▶ DATA TO PROCESS:
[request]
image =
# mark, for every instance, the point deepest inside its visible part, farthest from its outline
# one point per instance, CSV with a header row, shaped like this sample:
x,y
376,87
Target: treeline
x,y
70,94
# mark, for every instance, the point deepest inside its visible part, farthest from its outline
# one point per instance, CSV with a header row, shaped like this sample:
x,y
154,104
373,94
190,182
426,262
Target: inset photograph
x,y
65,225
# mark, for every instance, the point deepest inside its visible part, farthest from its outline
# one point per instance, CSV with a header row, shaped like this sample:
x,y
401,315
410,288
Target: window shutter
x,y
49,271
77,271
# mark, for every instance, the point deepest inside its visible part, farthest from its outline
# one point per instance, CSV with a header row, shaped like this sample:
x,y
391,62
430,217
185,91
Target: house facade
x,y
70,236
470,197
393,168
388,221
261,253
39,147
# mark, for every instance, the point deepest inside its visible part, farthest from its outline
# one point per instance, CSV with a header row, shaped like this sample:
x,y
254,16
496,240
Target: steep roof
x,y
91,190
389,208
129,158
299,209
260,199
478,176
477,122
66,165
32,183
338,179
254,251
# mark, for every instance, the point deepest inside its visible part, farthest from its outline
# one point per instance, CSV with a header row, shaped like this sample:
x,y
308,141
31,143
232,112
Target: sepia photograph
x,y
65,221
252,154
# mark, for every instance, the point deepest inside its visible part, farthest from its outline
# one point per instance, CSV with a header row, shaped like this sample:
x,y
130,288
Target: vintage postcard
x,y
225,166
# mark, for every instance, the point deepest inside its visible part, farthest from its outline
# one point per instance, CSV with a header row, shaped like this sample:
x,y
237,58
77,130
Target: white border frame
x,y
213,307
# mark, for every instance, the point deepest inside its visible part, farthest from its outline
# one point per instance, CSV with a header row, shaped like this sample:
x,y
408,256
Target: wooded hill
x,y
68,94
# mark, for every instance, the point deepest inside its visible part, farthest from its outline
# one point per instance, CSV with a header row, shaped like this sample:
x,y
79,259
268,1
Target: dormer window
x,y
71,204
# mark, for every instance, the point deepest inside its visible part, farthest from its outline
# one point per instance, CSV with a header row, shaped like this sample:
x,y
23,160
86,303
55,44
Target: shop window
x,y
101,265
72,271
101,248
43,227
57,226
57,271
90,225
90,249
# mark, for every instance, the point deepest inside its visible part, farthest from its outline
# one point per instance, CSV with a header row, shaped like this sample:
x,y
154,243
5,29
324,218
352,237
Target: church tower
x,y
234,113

▶ STATED EXERCISE:
Tally the lines in the records above that contain the string "photograph", treating uppercase and lowercase as different. Reply with the number alone.

▶ EXERCISE ANSWER:
2